DESCRIPTION OF THE TASK:
Reproduce exactly the line in which "Note: spot the launch" occurs and all the lines after it, ending with the last line.

Items from a data source
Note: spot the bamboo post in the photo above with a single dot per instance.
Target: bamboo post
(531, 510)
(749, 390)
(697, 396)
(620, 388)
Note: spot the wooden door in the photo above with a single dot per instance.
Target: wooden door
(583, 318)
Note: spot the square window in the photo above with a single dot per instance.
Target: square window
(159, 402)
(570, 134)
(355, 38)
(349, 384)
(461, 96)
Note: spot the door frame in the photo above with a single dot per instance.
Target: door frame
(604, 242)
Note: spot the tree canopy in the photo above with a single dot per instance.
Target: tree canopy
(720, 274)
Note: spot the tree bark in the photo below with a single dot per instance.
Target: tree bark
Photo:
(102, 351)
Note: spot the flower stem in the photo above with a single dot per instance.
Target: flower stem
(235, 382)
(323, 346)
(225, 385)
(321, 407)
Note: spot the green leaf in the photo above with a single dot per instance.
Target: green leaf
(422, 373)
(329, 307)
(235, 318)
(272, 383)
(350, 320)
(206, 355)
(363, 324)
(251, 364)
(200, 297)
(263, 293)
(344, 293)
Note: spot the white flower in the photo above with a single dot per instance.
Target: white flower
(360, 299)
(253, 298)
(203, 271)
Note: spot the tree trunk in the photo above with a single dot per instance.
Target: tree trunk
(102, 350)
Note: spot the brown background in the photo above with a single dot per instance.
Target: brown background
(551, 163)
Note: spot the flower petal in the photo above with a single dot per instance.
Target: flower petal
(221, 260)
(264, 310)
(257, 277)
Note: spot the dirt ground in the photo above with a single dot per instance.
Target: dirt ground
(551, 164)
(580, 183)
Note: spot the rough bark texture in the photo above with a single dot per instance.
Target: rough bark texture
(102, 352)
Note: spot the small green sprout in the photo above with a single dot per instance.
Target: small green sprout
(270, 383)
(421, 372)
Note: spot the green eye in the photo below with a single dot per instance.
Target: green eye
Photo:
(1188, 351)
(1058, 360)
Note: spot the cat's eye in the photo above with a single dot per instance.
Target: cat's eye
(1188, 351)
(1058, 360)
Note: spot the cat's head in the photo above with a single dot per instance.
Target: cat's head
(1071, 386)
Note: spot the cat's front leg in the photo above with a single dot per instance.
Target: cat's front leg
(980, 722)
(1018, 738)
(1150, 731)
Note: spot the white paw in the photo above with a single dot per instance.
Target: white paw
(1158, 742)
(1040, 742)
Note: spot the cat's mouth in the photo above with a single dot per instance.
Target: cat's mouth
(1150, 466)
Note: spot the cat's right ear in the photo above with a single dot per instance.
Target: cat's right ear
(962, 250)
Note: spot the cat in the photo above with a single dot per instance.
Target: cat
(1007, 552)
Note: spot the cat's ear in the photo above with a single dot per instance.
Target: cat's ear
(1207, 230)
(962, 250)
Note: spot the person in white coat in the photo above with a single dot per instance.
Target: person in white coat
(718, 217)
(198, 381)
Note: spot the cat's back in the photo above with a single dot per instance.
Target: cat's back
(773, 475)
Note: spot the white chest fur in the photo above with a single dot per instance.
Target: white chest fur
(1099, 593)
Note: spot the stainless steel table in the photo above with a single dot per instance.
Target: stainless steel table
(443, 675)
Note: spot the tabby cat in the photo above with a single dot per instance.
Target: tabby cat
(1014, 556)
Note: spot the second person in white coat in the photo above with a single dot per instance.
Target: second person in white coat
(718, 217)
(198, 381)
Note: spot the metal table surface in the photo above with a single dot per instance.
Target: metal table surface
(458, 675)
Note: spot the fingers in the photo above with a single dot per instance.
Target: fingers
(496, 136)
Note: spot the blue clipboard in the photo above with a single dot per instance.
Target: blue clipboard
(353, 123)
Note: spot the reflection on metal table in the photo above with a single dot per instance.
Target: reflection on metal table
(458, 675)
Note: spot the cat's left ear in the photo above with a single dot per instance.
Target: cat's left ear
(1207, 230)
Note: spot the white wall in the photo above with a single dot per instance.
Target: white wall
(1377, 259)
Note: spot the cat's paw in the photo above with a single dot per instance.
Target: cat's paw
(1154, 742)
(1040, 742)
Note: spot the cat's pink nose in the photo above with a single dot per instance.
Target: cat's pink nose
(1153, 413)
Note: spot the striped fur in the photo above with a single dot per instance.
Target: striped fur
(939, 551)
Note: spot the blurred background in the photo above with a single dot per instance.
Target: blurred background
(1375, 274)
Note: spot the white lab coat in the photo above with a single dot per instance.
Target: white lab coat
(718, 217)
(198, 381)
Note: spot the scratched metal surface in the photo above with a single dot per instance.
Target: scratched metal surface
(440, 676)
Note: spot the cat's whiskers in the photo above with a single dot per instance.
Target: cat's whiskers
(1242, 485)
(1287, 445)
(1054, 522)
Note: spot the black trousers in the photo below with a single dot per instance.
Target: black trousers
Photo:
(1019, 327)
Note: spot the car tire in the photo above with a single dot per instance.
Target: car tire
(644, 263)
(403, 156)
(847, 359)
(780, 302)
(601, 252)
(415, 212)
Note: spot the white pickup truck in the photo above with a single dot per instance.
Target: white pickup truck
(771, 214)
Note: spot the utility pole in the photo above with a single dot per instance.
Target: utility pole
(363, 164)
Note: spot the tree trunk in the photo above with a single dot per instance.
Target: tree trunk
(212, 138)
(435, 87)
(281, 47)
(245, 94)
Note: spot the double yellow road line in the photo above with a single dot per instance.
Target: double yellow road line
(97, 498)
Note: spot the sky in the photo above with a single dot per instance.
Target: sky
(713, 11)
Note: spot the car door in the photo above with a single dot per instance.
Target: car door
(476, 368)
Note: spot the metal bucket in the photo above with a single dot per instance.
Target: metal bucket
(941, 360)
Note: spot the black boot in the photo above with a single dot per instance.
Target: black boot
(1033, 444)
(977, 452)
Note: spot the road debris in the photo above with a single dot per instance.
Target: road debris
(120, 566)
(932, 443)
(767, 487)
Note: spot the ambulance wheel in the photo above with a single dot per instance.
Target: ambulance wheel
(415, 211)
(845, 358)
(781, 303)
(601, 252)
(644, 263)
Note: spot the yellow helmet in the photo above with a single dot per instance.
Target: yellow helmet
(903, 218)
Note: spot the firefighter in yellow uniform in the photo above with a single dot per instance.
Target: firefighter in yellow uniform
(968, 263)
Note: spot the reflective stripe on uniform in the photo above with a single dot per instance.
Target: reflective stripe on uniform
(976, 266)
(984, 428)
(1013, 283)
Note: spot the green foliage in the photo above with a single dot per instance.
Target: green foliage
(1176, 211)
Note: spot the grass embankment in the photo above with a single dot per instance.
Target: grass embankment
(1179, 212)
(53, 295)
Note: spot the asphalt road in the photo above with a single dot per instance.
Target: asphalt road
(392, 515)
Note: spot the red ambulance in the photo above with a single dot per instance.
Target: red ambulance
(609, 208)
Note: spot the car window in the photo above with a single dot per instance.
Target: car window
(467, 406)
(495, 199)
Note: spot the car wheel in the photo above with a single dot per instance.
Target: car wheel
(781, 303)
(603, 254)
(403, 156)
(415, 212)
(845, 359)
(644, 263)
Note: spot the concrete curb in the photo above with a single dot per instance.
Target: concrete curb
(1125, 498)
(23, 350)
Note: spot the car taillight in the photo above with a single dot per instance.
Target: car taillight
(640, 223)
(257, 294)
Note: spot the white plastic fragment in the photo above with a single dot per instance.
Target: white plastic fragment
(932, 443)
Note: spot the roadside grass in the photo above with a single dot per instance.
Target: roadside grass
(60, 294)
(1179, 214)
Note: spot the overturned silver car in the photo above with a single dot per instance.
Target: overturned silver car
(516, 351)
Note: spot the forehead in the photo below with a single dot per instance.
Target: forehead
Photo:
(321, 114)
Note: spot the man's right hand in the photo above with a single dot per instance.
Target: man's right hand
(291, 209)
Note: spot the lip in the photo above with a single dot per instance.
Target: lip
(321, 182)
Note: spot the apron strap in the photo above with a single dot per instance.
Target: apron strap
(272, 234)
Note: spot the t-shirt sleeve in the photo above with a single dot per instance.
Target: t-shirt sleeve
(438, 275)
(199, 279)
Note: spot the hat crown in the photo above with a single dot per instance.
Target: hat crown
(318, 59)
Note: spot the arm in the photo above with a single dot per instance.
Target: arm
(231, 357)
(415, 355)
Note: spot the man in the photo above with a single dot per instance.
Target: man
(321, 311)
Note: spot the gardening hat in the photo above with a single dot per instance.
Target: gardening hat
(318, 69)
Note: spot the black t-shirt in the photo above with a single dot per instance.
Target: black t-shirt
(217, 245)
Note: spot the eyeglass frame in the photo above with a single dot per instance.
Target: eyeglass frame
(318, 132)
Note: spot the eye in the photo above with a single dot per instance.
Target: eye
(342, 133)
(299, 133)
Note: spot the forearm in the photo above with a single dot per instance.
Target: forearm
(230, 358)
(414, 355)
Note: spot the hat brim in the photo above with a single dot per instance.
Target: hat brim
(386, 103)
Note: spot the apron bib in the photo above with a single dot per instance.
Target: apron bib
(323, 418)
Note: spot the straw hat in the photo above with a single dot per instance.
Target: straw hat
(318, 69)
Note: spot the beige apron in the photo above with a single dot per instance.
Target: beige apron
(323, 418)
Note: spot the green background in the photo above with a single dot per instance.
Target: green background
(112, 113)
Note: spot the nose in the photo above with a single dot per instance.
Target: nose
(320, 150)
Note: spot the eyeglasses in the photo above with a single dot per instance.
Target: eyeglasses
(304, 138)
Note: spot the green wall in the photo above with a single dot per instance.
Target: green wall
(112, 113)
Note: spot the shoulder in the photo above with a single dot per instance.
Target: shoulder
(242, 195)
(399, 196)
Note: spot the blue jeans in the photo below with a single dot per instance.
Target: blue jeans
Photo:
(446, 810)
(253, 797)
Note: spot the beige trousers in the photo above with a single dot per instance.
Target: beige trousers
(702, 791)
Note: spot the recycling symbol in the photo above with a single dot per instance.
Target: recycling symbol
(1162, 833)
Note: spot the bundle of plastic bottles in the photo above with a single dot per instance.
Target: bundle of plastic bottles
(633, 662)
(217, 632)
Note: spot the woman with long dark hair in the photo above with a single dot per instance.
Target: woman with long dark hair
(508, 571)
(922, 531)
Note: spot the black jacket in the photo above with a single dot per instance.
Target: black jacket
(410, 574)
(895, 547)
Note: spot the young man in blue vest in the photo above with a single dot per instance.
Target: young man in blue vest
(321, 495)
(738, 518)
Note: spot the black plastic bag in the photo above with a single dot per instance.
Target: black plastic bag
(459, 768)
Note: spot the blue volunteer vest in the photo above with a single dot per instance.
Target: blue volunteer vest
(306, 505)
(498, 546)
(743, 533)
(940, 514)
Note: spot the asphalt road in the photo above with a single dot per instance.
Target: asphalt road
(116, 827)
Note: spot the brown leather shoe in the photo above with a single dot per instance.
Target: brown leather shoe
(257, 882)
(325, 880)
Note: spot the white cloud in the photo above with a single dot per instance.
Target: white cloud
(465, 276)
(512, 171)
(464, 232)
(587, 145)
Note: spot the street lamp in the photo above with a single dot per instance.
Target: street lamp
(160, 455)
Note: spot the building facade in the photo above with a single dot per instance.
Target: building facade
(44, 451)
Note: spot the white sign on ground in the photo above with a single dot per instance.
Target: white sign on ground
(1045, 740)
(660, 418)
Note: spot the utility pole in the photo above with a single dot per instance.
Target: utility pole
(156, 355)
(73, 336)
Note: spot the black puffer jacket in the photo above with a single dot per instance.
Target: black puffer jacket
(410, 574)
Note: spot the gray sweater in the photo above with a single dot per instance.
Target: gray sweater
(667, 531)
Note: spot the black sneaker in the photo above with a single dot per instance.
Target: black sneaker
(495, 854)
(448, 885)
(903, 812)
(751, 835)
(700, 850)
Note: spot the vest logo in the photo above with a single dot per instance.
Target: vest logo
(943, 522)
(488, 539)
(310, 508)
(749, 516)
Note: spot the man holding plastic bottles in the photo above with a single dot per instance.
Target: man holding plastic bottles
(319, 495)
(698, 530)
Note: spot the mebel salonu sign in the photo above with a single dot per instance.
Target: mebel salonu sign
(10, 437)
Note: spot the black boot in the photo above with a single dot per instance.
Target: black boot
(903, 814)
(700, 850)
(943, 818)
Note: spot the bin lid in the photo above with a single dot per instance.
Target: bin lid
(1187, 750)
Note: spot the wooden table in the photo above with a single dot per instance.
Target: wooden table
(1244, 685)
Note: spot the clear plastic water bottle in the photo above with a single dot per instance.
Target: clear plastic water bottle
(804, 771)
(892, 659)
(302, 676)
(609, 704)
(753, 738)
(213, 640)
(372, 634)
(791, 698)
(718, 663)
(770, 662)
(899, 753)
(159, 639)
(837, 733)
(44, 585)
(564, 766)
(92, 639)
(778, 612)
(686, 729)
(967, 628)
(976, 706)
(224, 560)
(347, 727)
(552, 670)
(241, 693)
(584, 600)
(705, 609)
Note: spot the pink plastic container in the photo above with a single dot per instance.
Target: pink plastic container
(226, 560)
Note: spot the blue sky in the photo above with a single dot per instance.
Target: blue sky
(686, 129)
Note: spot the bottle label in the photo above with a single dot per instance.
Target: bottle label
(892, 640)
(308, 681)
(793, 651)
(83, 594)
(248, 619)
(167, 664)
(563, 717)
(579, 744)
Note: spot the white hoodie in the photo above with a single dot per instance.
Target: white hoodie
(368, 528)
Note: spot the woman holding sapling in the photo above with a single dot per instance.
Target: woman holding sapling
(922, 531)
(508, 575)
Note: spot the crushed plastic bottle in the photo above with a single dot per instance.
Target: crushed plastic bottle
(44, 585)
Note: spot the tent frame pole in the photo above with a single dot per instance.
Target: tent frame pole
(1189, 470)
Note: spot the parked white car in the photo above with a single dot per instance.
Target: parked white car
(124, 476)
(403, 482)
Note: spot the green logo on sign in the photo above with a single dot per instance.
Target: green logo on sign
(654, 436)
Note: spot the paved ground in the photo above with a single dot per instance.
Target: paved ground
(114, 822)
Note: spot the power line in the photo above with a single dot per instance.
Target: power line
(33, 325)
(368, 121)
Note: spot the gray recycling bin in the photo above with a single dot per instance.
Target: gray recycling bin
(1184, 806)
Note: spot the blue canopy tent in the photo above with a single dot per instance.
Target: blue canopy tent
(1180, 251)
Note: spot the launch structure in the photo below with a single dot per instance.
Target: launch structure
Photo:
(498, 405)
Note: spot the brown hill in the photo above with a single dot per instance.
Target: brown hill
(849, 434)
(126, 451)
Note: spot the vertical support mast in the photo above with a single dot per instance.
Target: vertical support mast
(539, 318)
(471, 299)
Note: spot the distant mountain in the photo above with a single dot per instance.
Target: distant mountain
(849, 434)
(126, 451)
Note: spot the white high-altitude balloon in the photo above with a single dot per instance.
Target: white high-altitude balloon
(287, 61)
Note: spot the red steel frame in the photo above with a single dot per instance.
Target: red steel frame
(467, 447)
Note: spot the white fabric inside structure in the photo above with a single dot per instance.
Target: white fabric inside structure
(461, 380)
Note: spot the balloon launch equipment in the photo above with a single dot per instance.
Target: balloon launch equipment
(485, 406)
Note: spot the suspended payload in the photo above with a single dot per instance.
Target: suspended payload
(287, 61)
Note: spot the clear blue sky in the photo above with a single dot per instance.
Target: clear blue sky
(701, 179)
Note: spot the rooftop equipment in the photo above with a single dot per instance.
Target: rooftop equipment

ANSWER TO THE PROBLEM:
Note: spot the launch structure in the photo below with a single dot per instance.
Target: launch structure
Photo:
(498, 405)
Note: spot the brown hill in the photo above with a single dot per instance.
Target: brown hill
(849, 434)
(126, 451)
Note: spot the vertical support mast in the photo above with a single dot per instance.
Target: vertical support mast
(539, 318)
(471, 299)
Note: spot the distant mountain in the photo above with a single dot per instance.
Target: distant mountain
(849, 434)
(126, 451)
Note: spot the white high-altitude balloon in the photo above with a single dot per instance.
Target: white high-altitude balloon
(287, 61)
Note: spot the red steel frame in the photo above with a single dot per instance.
Target: red steel frame
(467, 447)
Note: spot the white fabric inside structure in the photo above with a single dot per instance.
Target: white fabric inside structure
(461, 380)
Note: spot the balloon launch equipment in the photo above with a single dot per instance.
Target: balloon launch equipment
(485, 406)
Note: spot the suspended payload in the photo above with a single dot per instance.
Target: suspended payload
(287, 61)
Note: spot the clear blue sky in the photo above with a single dot per instance.
Target: clear blue sky
(701, 179)
Note: spot the rooftop equipment in the photo above with a single dot per instance.
Target: rooftop equipment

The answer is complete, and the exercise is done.